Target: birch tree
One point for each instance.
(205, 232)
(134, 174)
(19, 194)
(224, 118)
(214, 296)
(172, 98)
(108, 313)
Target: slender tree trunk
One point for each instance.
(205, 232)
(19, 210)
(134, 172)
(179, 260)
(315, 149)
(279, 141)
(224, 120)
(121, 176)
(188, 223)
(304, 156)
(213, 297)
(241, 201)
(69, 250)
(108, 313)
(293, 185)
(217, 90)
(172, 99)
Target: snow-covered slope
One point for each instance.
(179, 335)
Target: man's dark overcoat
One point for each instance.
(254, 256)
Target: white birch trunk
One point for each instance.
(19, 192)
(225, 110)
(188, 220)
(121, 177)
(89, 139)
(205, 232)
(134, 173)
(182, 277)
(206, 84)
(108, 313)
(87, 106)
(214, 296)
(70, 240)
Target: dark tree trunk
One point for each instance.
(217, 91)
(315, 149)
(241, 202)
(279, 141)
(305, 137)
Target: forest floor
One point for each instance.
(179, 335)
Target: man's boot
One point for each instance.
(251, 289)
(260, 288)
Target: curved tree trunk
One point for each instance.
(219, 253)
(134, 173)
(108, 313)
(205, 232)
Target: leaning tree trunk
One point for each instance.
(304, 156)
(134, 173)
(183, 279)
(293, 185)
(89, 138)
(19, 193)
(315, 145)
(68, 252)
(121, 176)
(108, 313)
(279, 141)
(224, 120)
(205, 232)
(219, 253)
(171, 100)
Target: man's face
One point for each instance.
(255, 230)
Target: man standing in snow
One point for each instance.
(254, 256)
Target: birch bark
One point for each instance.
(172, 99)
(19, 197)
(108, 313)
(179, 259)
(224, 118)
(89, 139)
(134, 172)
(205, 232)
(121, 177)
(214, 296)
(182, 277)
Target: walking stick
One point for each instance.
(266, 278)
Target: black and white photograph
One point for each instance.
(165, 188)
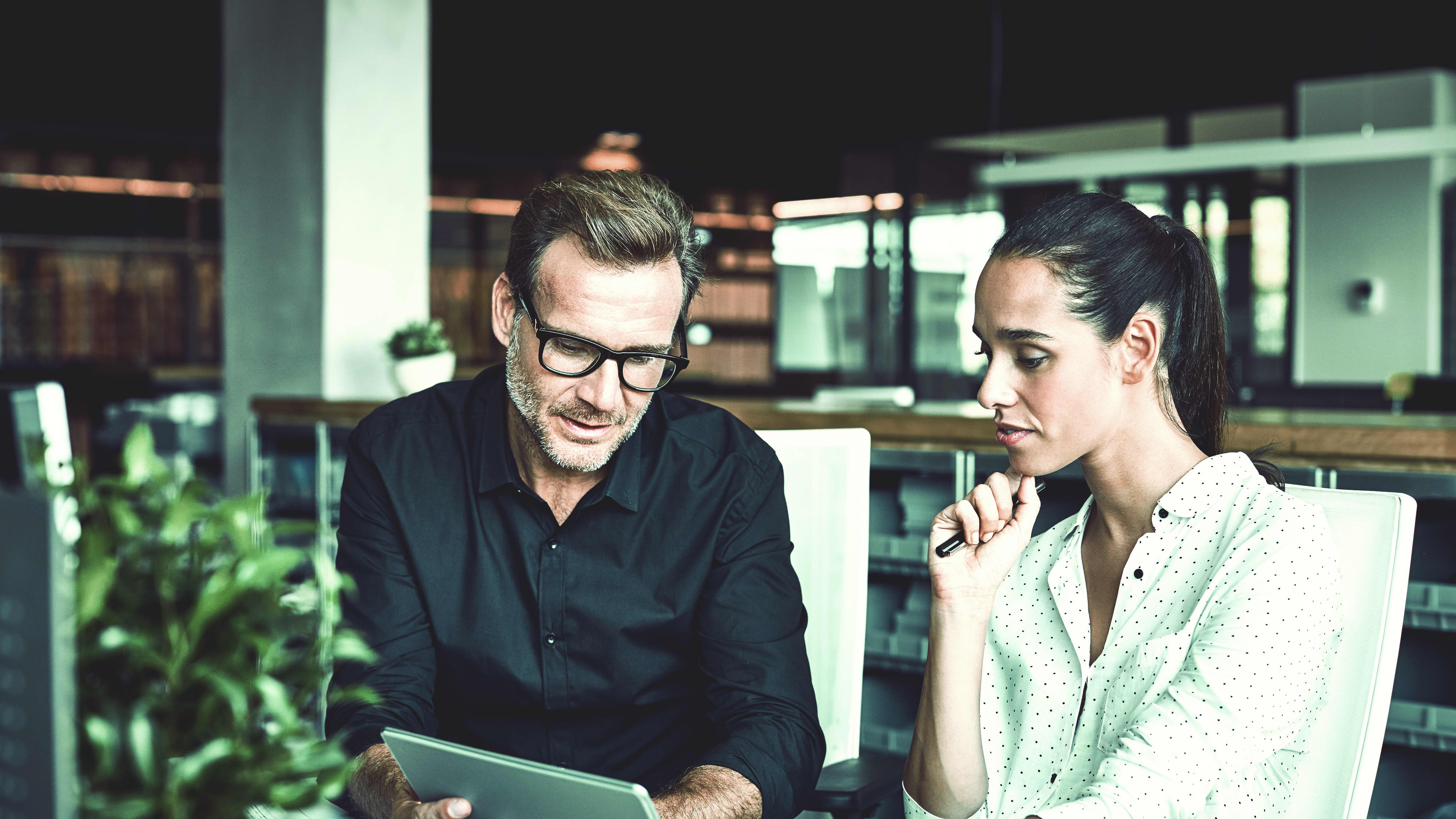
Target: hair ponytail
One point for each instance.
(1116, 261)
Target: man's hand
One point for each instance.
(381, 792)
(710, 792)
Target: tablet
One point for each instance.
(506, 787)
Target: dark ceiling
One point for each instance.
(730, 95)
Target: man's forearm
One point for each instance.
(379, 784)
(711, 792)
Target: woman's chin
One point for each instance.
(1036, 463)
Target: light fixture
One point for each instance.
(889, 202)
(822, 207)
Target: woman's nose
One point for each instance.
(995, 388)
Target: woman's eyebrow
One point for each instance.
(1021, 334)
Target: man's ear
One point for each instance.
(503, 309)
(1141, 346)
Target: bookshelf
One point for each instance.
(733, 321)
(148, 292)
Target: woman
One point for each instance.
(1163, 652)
--
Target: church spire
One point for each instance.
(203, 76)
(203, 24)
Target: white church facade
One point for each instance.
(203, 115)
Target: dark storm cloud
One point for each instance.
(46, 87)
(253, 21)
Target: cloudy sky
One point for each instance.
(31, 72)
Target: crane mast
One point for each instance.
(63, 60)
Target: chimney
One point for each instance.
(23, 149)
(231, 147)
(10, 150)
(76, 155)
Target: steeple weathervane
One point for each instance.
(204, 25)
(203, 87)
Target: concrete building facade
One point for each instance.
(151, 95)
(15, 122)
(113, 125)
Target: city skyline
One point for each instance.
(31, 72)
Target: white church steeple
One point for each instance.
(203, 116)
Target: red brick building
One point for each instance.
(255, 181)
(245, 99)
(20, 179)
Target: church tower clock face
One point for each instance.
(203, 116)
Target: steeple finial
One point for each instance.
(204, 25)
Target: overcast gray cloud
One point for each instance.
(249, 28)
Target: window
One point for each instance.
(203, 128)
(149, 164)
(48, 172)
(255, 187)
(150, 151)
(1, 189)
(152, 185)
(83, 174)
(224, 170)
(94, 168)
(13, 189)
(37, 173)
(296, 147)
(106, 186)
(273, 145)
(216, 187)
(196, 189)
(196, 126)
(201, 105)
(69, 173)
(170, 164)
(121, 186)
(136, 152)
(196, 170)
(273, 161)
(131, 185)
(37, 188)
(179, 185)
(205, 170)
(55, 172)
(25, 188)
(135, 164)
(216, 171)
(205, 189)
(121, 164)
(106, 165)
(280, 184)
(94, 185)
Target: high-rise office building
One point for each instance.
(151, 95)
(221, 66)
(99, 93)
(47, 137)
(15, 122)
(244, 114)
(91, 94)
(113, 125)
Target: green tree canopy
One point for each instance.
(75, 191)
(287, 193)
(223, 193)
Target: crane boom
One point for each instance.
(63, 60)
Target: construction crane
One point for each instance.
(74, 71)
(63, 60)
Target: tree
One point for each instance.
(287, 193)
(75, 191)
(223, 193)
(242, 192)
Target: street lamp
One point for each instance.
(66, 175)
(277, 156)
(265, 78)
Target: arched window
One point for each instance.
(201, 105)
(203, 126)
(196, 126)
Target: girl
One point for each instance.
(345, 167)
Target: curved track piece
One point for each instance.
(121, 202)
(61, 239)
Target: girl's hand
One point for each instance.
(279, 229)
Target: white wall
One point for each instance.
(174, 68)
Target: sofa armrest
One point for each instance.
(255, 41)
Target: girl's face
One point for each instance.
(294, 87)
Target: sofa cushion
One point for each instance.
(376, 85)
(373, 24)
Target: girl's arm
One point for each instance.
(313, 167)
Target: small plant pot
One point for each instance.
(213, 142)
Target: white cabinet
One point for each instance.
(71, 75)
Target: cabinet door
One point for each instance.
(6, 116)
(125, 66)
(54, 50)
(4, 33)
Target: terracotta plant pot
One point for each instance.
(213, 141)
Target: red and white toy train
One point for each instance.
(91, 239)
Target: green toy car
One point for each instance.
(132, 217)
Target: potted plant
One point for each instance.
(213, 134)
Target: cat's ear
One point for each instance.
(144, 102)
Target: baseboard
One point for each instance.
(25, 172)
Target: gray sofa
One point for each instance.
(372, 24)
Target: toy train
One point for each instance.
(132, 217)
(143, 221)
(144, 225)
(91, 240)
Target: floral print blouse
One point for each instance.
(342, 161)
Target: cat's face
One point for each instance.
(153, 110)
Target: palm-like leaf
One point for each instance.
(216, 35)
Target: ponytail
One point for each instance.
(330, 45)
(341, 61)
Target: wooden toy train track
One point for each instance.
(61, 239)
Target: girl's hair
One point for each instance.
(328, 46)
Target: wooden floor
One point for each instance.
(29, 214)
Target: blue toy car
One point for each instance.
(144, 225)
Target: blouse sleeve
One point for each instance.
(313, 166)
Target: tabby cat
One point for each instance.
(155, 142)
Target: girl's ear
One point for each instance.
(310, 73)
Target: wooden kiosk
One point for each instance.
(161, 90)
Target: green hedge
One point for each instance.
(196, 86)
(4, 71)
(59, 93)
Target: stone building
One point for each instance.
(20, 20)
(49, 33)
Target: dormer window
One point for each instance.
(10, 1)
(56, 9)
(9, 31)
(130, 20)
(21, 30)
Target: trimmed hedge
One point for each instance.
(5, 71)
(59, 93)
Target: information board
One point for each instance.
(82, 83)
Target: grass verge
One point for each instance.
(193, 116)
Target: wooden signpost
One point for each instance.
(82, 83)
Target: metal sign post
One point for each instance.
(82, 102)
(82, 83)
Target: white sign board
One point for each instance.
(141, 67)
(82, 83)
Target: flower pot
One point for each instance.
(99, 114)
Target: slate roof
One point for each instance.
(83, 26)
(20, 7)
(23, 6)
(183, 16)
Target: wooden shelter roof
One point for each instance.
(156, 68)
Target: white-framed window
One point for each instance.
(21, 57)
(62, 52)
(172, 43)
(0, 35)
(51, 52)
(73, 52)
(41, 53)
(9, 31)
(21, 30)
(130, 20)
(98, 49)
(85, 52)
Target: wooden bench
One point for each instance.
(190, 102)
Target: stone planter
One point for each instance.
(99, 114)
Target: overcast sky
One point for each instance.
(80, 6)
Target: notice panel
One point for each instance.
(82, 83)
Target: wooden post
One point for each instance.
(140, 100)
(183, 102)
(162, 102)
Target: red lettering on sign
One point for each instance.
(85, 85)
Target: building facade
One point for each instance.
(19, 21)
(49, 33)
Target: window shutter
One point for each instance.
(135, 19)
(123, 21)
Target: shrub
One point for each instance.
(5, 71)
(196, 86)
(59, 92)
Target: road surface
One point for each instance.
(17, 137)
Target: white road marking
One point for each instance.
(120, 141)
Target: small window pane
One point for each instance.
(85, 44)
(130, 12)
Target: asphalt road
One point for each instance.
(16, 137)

Activity -
All that is required is the number of lines in the data above that contain the word "small".

Answer to the exercise -
2